State how many lines in the data below contain the word "driveway". Give the number alone.

----- MATERIAL PROVIDED -----

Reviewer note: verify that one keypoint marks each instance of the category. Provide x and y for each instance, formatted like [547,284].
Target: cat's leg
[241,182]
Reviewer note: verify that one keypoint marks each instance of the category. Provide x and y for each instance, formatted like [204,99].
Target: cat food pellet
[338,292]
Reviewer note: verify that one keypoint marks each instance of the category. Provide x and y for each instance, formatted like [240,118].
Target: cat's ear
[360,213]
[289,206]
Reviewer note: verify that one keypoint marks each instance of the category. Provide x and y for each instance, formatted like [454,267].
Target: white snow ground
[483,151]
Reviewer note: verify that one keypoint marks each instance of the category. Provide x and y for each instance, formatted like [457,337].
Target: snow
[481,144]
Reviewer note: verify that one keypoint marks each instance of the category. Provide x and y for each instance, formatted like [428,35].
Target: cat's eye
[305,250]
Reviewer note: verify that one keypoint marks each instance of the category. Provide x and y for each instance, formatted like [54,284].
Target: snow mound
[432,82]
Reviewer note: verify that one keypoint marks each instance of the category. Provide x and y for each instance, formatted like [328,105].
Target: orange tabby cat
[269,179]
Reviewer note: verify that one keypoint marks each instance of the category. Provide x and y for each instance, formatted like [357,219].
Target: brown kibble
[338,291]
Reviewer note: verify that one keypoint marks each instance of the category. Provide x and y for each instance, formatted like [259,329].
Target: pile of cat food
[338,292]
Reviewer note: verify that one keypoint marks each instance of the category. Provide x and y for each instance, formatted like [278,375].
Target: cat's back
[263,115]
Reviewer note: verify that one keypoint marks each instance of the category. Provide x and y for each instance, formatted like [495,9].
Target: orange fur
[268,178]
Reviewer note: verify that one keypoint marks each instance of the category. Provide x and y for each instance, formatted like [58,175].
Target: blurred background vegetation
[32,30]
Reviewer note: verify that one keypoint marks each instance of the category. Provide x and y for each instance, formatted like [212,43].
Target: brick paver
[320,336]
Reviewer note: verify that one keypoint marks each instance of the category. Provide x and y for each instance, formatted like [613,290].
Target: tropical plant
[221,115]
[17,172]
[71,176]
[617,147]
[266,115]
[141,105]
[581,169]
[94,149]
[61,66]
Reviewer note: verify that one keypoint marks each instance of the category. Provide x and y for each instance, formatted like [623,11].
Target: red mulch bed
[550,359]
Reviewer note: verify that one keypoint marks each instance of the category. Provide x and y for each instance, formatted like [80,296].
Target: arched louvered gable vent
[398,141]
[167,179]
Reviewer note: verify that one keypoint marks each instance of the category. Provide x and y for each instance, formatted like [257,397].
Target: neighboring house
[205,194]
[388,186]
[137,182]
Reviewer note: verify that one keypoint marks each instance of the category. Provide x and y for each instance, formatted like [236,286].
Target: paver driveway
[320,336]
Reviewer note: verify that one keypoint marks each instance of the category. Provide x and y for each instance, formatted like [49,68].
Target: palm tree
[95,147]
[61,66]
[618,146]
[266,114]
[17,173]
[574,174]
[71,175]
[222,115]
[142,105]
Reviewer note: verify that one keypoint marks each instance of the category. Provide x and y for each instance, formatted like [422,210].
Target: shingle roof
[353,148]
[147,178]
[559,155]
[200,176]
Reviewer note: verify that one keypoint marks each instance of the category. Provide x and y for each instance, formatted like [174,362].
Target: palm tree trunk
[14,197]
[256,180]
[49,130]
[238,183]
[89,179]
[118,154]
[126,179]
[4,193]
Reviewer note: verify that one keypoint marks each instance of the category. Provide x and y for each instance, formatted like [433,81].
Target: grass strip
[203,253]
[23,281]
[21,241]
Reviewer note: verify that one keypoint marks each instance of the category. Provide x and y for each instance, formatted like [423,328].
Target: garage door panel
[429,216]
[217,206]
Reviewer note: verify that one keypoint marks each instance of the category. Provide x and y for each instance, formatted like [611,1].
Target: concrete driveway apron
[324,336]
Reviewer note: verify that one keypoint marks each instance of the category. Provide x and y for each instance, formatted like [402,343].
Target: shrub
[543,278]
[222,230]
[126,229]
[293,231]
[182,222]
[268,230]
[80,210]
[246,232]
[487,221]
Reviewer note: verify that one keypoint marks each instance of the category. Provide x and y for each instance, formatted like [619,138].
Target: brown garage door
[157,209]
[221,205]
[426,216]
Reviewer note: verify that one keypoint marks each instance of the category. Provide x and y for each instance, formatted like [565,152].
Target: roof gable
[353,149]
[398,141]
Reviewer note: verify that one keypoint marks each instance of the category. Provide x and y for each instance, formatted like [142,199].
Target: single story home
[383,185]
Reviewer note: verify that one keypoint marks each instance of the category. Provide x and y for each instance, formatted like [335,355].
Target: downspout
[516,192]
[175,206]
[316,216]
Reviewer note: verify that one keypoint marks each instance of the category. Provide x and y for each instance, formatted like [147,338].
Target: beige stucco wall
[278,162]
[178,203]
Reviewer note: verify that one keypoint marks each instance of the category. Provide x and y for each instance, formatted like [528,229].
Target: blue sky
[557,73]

-----
----- MATERIAL PROVIDED -----

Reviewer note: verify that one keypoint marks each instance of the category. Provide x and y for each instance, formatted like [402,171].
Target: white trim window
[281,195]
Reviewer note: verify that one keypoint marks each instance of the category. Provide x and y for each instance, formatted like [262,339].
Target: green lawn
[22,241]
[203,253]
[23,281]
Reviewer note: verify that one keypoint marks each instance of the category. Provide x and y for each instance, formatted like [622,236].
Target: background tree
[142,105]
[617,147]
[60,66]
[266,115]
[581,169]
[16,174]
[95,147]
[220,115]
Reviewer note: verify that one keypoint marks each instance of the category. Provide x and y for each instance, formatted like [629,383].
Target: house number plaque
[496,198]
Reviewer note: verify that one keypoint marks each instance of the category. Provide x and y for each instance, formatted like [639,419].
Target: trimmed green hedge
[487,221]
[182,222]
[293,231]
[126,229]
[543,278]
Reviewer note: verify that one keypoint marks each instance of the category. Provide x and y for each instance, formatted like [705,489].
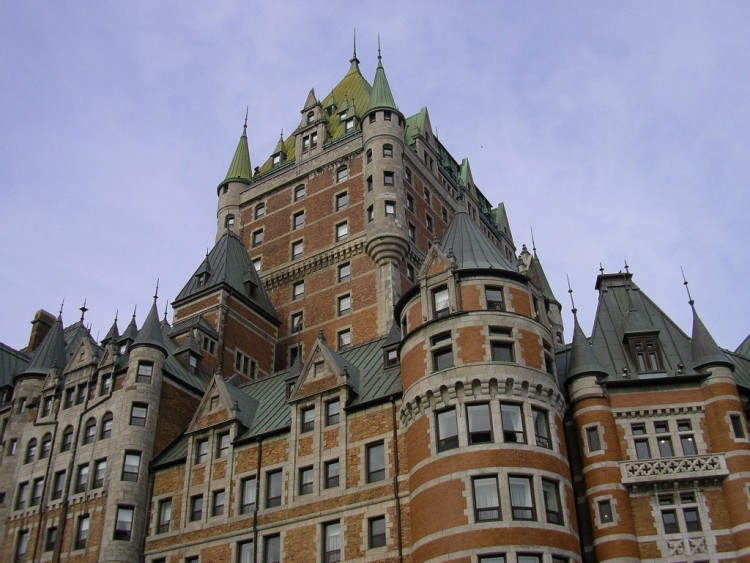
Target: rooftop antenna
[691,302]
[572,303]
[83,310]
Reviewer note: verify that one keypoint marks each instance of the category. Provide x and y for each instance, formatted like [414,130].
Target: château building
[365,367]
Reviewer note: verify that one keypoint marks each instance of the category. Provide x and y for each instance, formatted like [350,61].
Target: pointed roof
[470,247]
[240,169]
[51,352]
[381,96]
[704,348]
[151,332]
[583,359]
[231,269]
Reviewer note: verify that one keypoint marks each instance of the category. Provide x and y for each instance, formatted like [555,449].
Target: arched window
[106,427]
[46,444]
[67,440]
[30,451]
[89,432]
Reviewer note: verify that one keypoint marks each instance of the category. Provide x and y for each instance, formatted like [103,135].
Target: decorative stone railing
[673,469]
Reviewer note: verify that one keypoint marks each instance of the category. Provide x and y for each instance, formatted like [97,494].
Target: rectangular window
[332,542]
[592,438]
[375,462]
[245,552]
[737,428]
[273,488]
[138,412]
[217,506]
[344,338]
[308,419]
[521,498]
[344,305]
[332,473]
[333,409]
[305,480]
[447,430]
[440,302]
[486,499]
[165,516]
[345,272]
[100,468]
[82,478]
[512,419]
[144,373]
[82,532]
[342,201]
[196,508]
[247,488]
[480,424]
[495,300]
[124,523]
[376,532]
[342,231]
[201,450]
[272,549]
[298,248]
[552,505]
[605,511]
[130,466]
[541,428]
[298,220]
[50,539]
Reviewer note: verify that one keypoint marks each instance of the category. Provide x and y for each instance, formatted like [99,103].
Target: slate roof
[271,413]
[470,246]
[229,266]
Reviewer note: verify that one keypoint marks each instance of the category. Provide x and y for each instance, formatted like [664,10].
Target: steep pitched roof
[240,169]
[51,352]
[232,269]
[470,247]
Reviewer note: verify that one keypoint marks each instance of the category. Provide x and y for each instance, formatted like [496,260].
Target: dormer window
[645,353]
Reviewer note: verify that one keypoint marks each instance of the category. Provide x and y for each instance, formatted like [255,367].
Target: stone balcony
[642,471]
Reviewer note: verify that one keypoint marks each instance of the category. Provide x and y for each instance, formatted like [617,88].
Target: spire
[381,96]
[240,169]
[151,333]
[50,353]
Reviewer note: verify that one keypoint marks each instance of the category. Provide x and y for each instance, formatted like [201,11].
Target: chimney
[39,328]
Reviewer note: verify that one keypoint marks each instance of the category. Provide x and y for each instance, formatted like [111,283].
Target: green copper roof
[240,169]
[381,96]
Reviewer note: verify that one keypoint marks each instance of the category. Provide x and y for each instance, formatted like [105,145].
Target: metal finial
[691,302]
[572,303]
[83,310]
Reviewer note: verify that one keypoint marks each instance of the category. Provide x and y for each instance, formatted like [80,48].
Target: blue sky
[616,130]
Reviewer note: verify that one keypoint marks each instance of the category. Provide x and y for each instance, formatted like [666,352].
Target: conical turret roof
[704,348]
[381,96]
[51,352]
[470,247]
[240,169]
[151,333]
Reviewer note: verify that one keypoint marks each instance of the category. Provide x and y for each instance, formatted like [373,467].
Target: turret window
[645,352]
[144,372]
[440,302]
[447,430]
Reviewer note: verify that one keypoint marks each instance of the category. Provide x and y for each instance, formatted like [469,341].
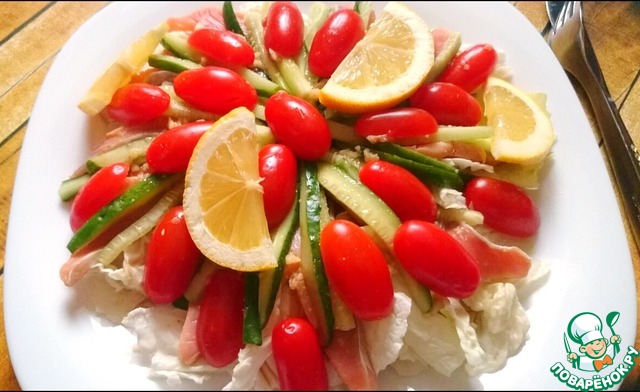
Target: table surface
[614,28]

-----

## SOLUTION TO THE EXERCISE
2